(YOUR GOAL) Count the lines of the material below that contain the string "bush", with case counting, and reply with only the number.

(Object location annotation data)
☆ ☆ ☆ ☆ ☆

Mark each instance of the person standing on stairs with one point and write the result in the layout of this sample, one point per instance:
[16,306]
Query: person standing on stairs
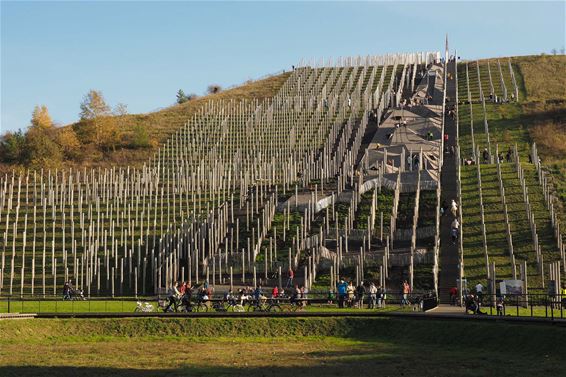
[454,208]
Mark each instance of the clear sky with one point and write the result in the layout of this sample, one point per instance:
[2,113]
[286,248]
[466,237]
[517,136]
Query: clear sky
[141,53]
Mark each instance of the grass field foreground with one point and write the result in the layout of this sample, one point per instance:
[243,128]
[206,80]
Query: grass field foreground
[277,347]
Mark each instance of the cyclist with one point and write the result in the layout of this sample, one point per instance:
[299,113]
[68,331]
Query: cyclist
[172,296]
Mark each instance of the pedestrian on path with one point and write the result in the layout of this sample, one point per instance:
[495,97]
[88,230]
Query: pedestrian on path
[485,156]
[406,290]
[454,208]
[455,224]
[454,235]
[453,295]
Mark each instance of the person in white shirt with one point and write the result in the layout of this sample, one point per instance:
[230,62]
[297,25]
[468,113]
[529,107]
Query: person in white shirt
[455,224]
[479,292]
[454,208]
[372,295]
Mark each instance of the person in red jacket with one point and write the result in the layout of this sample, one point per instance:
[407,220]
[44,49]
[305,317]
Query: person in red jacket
[291,276]
[453,295]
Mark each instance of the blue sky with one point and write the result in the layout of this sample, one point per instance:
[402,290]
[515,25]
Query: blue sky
[141,53]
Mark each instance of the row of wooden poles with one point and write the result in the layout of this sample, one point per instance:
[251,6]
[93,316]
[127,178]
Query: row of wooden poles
[103,227]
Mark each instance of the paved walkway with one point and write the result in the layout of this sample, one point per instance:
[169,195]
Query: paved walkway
[448,252]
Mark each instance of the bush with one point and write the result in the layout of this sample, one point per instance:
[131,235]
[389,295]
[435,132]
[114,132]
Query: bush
[213,89]
[140,138]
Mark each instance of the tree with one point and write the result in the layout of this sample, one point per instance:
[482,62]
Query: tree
[94,105]
[102,127]
[181,97]
[41,150]
[120,109]
[69,143]
[213,89]
[12,146]
[40,117]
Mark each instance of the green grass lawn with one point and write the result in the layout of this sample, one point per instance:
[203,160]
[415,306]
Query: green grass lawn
[278,347]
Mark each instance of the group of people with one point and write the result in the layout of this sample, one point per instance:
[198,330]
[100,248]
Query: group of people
[181,294]
[353,296]
[70,293]
[455,224]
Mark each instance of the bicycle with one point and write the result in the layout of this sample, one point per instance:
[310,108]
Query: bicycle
[234,306]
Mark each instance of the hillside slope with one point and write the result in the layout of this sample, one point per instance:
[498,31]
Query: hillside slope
[158,125]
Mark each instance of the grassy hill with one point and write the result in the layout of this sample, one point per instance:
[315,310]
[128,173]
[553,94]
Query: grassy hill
[158,126]
[537,117]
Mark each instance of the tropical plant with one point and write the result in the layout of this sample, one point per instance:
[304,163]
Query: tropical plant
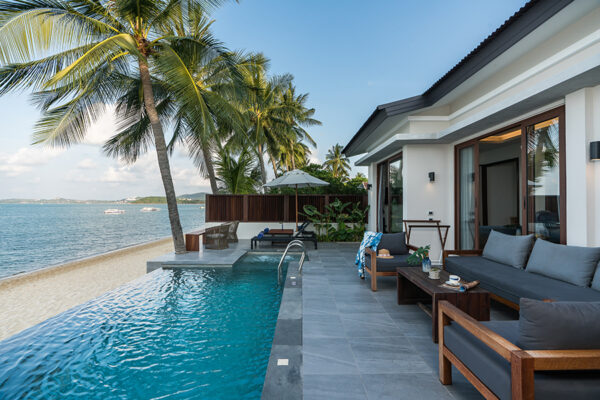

☆ ☆ ☆ ☆ ☆

(RESULT FOR THIS TASK) 2